Selected passage:
════════════════════

Democrat Conor Lamb declared victory as he clung to a slim lead over Republican Rick Saccone in the race for an open House seat in heavily conservative southwestern Pennsylvania early Wednesday morning, as the election’s results sent a chill down the spines of Republicans bracing for the 2018 midterms.

Lamb led Saccone by just 579 votes out of more than 220,000 cast with all precincts reporting shortly before midnight EST. The Associated Press has yet to call the race, as absentee ballots in some portions of the district have yet to be counted, and Saccone suggested he might be ready for a recount challenge.

After a series of close calls in GOP-leaning districts last year, Democrats may have flipped their first House district of the Trump era.

The essentially tied race comes in a district that President Donald Trump carried by 20 percentage points in 2016 and President Barack Obama lost by double-digit margins in both of his elections.

“It took a little longer than we thought, but we did it,” Lamb told his supporters around 1 a.m. EST.

That victory lap may be premature, but the huge shift in the district toward Democrats is the much bigger news than who wins the seat, especially after a series of huge gains in other special elections over the last year-plus.

While GOP strategists sought to spin the close race away, some admitted that Tuesday night’s results were alarming no matter which candidate prevailed.

“Regardless of who ultimately wins, this is not a good result for the GOP,” former Republican National Committee Communications Director Doug Heye tweeted. “Look for more retirements to come.”

Republicans have long argued that Saccone was a flop of a candidate, and they’re right, but that only partly explains of the election’s photo finish. Saccone struggled mightily with fundraising, had a highly antagonistic relationship with unions – a real problem in the labor-heavy district – and proved to be far less charismatic than Lamb, a fresh-faced former Marine. But Saccone was no Roy Moore, and in a normal political environment even a lackluster candidate should have been able to win with little problem.

Tuesday night’s result is the latest sign of a building Democratic wave, and suggests it may not be limited solely to suburban areas. While Pennsylvania’s 18th district contains a good chunk of better-educated Pittsburgh suburbs, much of it covers blue-collar and more exurban territory, it’s overwhelmingly white, and though it’s ancestrally Democratic, Republicans have won there for decades. The rural and poorer portions of the district did not shift as dramatically toward Lamb as the more educated areas, but he showed marked improvement compared to Hillary Clinton’s performance in the district in 2016.

════════════════════

Listing:
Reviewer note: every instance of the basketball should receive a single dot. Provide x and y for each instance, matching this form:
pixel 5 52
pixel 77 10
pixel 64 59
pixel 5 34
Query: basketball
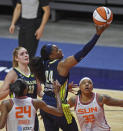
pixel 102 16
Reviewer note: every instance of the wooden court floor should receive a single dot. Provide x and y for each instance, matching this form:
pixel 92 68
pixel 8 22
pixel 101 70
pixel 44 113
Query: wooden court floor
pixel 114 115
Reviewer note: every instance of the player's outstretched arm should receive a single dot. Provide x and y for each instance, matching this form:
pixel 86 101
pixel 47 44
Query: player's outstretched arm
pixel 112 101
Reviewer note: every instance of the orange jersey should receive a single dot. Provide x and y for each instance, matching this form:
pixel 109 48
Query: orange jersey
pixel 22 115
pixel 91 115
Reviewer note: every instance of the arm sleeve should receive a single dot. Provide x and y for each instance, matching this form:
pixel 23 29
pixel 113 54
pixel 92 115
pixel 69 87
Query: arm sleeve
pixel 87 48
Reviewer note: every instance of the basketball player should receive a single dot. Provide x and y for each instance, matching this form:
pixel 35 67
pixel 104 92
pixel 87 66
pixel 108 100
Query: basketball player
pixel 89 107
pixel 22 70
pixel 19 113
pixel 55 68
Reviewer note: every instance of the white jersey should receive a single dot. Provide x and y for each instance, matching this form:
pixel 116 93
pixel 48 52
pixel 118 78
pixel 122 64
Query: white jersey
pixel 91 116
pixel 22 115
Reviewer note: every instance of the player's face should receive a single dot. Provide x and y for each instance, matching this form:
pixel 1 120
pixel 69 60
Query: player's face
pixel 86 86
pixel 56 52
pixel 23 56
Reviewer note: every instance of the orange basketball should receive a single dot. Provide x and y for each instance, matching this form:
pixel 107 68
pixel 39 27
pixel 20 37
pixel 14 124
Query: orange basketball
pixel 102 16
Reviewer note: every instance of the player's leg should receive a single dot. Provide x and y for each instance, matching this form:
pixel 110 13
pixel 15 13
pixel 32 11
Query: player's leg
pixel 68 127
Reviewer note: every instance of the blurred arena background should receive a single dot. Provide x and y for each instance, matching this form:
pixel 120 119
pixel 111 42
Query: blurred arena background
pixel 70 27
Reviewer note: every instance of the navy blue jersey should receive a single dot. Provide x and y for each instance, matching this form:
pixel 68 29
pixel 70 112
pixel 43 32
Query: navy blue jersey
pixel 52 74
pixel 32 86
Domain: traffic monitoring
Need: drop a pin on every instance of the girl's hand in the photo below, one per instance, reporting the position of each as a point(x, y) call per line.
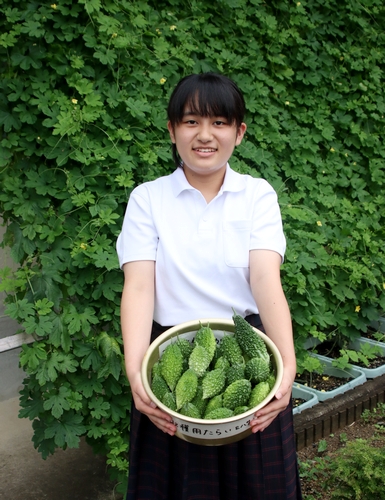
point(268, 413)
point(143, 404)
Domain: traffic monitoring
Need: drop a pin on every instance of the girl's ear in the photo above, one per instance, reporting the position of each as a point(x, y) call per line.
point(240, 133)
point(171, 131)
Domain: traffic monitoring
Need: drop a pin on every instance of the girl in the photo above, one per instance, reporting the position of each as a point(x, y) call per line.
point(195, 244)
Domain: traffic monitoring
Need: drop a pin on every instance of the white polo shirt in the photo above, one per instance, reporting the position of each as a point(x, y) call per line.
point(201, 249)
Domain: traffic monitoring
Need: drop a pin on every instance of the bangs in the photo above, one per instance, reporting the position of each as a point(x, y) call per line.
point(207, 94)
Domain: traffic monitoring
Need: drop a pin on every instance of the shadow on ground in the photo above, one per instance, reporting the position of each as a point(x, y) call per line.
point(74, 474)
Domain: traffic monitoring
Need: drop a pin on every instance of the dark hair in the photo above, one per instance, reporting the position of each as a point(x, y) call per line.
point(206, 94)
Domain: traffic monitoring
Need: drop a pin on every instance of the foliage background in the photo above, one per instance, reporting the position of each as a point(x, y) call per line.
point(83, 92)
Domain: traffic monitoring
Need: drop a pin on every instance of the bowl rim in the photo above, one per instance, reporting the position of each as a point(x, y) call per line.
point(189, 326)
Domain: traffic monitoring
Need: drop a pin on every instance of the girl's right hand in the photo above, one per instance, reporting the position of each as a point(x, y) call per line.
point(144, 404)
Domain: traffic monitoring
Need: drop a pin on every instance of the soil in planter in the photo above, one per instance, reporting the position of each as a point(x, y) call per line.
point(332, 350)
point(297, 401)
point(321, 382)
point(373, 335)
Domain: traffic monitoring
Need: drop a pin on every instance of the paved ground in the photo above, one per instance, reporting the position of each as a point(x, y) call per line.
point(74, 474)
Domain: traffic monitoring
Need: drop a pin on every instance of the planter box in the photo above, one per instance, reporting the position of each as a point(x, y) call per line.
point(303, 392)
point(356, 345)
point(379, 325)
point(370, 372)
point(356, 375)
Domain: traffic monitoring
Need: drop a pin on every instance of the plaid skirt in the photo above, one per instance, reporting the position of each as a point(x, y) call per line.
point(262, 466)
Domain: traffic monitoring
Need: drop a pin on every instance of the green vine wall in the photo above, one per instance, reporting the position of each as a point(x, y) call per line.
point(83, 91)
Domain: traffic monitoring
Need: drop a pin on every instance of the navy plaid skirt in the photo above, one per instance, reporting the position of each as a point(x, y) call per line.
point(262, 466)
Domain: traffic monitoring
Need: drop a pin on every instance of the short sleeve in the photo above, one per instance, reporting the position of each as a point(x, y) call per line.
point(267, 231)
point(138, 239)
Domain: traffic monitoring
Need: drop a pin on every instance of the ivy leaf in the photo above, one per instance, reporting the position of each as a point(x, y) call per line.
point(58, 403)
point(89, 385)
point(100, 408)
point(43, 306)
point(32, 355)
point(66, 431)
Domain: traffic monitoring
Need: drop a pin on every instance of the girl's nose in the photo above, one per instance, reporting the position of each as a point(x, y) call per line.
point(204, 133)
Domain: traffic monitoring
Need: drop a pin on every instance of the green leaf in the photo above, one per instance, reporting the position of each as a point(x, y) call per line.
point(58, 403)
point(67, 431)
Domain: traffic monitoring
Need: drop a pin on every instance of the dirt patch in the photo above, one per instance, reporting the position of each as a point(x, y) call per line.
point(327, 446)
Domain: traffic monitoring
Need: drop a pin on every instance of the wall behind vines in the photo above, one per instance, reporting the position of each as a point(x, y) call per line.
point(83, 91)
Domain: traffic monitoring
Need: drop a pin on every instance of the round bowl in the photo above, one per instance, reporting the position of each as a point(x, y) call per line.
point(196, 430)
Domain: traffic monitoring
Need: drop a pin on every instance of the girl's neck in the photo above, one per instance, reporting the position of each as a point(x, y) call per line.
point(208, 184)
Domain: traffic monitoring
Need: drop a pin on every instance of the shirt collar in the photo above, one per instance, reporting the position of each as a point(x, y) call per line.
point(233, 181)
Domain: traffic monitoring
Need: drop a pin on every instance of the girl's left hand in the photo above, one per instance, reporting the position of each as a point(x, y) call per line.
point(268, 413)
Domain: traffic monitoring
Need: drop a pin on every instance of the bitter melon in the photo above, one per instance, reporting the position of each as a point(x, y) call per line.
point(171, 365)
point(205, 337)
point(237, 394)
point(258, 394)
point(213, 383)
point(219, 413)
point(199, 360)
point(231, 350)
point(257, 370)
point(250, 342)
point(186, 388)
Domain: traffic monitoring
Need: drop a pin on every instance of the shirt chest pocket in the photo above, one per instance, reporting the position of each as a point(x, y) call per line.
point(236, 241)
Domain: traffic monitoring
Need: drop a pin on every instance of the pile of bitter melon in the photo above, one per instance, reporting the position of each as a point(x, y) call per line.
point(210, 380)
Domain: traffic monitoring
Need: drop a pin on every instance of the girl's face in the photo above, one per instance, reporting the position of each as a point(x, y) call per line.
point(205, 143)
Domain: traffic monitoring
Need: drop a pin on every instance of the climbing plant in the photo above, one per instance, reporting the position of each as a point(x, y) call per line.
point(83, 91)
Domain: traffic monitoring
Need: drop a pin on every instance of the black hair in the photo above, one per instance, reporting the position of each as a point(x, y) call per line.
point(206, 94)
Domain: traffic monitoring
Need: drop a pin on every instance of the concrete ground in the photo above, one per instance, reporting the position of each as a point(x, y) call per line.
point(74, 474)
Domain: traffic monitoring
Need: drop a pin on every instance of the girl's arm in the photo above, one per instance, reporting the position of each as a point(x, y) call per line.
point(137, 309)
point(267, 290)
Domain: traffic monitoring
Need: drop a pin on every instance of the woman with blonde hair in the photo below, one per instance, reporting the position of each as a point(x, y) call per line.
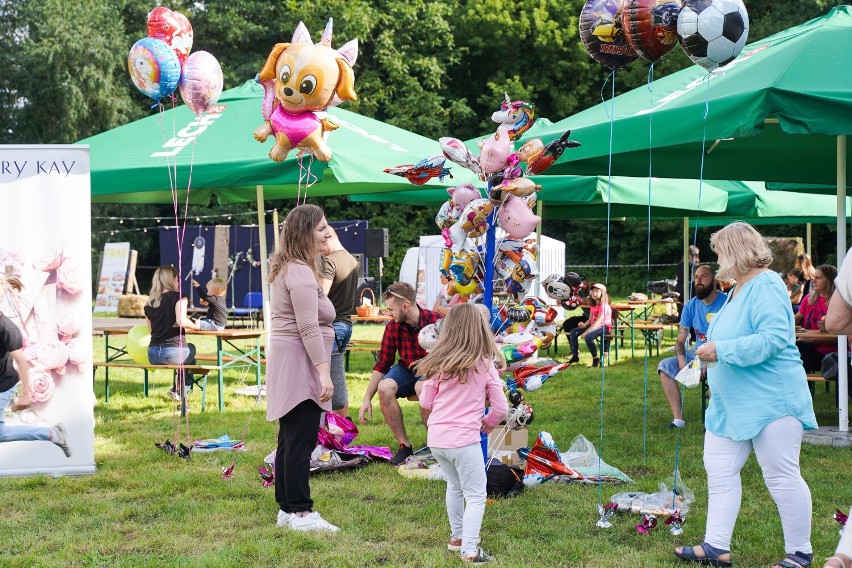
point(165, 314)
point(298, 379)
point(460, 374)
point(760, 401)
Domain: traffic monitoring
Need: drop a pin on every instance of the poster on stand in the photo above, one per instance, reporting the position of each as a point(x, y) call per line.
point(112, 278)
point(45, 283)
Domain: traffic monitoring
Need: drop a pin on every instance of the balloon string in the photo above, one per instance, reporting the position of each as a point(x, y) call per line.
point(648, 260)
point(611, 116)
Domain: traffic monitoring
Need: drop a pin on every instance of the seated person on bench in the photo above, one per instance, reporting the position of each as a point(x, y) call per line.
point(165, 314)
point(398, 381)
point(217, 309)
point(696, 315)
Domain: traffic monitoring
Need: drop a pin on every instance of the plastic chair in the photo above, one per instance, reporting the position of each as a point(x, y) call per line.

════════════════════

Task directions: Return the part of the article on the Pennsylvania special election starting with "Lamb led Saccone" and going on through "of his elections.", copied exactly. This data was collected from a different source than the article.

Output for this task:
Lamb led Saccone by just 579 votes out of more than 220,000 cast with all precincts reporting shortly before midnight EST. The Associated Press has yet to call the race, as absentee ballots in some portions of the district have yet to be counted, and Saccone suggested he might be ready for a recount challenge.

After a series of close calls in GOP-leaning districts last year, Democrats may have flipped their first House district of the Trump era.

The essentially tied race comes in a district that President Donald Trump carried by 20 percentage points in 2016 and President Barack Obama lost by double-digit margins in both of his elections.